[Data records Boundary: Start]

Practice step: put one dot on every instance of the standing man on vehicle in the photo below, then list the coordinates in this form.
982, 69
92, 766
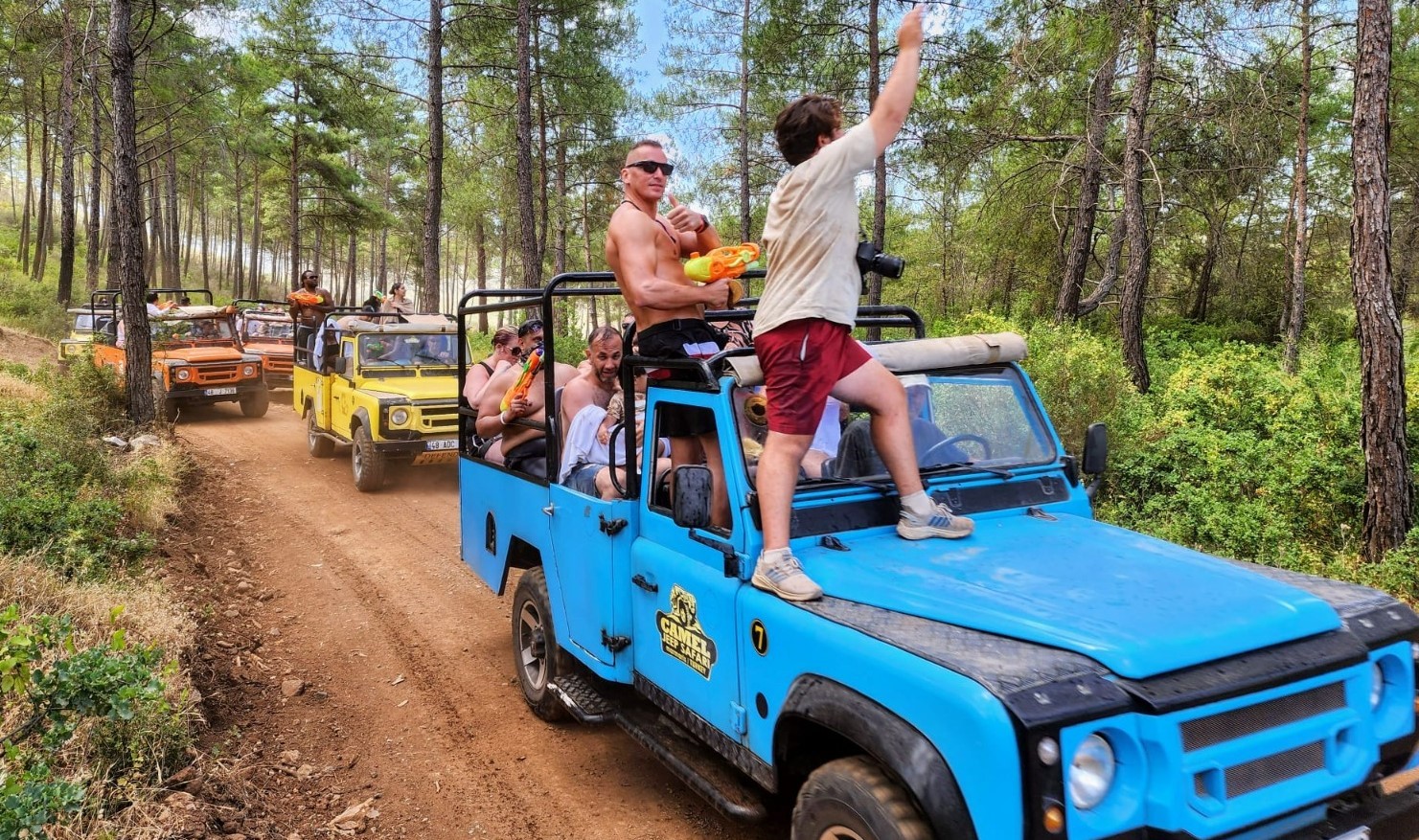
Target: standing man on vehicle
309, 306
645, 250
803, 327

[Data records Boundary: End]

**Your instructions**
The data should be printed again unchanged; leave its pictures out.

**Worked solution**
Practice step: put one dot on every instance of the standing man on vehicle in the photo below, then list the coordinates in this form.
982, 69
92, 766
Target: standing man on vehicle
309, 306
645, 250
803, 327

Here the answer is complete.